Disklavier - Yamaha's family of reproducing ("player") pianos.
distance learning - A specialized form of videoconferencing optimized for educational uses. Distance learning allows students to attend classes in a location distant from where the course is being presented. Two-way audio and video allows student and instructor interaction.
distortion - By its name you know it is a measure of unwanted signals. Distortion is the name given to anything that alters a pure input signal in any way other than changing its size. The most common forms of distortion are unwanted components or artifacts added to the original signal, including random and hum-related noise. Distortion measures a system's linearity -- or nonlinearity, whichever way you want to look at it. Anything unwanted added to the input signal changes its shape (skews, flattens, spikes, alters symmetry or asymmetry, even if these changes are microscopic, they are there). A spectral analysis of the output shows these unwanted components.

* Exercise requirements
(1) Rewrite the listing from its first line through the line containing "POLYGON ((618 803, 626", substituting "necktie knot" for each "tie knot" and keeping everything else the same.
(2) Pick up the glossary of audio and video terms after its last sentence and continue it.

* Some records
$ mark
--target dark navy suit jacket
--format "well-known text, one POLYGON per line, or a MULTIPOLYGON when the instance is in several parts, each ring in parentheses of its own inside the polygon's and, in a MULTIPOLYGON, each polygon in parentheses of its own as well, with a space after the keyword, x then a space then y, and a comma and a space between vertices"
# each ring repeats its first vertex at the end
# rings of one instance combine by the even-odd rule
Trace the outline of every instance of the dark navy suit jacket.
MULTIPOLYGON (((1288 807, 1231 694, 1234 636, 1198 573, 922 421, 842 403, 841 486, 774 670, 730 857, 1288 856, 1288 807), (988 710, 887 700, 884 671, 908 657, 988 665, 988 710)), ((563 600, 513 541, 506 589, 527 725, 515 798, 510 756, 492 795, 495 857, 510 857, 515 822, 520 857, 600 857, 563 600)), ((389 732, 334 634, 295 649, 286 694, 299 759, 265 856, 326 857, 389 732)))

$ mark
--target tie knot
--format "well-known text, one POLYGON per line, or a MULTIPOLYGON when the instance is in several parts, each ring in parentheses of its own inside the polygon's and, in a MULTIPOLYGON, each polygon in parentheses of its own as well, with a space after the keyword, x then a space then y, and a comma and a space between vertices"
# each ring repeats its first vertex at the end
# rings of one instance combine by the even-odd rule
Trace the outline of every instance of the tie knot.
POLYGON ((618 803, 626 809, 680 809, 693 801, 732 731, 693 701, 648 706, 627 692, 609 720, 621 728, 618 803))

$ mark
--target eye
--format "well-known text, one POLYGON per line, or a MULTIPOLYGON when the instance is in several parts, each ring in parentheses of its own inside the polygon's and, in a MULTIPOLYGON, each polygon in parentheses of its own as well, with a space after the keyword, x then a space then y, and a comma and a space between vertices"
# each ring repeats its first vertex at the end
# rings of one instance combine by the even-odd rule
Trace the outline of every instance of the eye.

* Answers for this exercise
(1)
$ mark
--target dark navy suit jacket
--format "well-known text, one POLYGON per line, or a MULTIPOLYGON when the instance is in several parts, each ring in parentheses of its own inside the polygon's and, in a MULTIPOLYGON, each polygon in parentheses of its own as well, with a space after the keyword, x then a space then y, and a comma and a space between vertices"
# each ring repeats its first vertex at the end
# rings of one instance combine by the even-odd rule
Trace the outline of every instance of the dark navy suit jacket.
MULTIPOLYGON (((1288 807, 1231 694, 1234 636, 1198 573, 922 421, 842 403, 841 486, 774 670, 730 857, 1288 856, 1288 807), (988 710, 887 700, 884 671, 908 657, 988 665, 988 710)), ((563 600, 513 541, 506 589, 527 725, 515 798, 510 756, 492 795, 495 857, 510 857, 515 822, 520 857, 600 857, 563 600)), ((389 732, 334 634, 295 649, 286 694, 299 759, 265 856, 326 857, 389 732)))

$ mark
--target necktie knot
--format "well-known text, one POLYGON per line, or a MULTIPOLYGON when the instance is in several parts, each ring in parentheses of its own inside the polygon's and, in a MULTIPOLYGON, each polygon in parentheses of its own as well, with a space after the keyword, x then a space then y, and a comma and a space between vertices"
# each ring repeats its first vertex at the end
# rings of one instance combine by the even-odd rule
Trace the outline of every instance of the necktie knot.
POLYGON ((618 803, 626 809, 680 809, 693 801, 732 731, 693 701, 648 706, 627 692, 609 720, 621 728, 618 803))

(2)
Distributed Mode Loudspeakers (DML) - Flat panel loudspeaker innovations based on the bending wave principal. Its simplest form consists of a small driver and a large thin panel. The driver coil excites the panel but due to the large flat surface, it does not move in and out but rather "bends"- that is, deforms in a bending wave. This wave travels throughout the panel provoking 360-degree radiation of sound in the process. Careful and complex design of the rigidity of the thin flexible panel allows it to increase from the middle to the edges at an equal ratio. This allows one panel to control most of the audio range, thus eliminating multiple drivers and crossover networks.
distribution amplifier - A splitter with added features. Distribution amplifiers (usually) feature balanced inputs and outputs with high-current line drivers (often cross-coupled) capable of driving very long lines.
dither - The noise (analog or digital) added to a signal prior to quantization (or word length reduction) which reduces the distortion and noise modulation resulting from the quantization process. Although there is a slight increase in the noise level, spectrally shaped dither can minimize the apparent increase. The noise is less objectionable than the distortion, and allows low-level signals to be heard more clearly. The most popular type of dither is called TPDF.
diversity antenna - Name for popular FM receiving system for automobiles (primarily) using two antennas located in different locations (typically one in the front and rear windshields) operating in parallel, configured such that the one receiving the strongest signal at any moment dominates, greatly reducing the effects of multipath.
DIY - Acronym for do-it-yourself, usually referring to various hobbies, especially audio-related.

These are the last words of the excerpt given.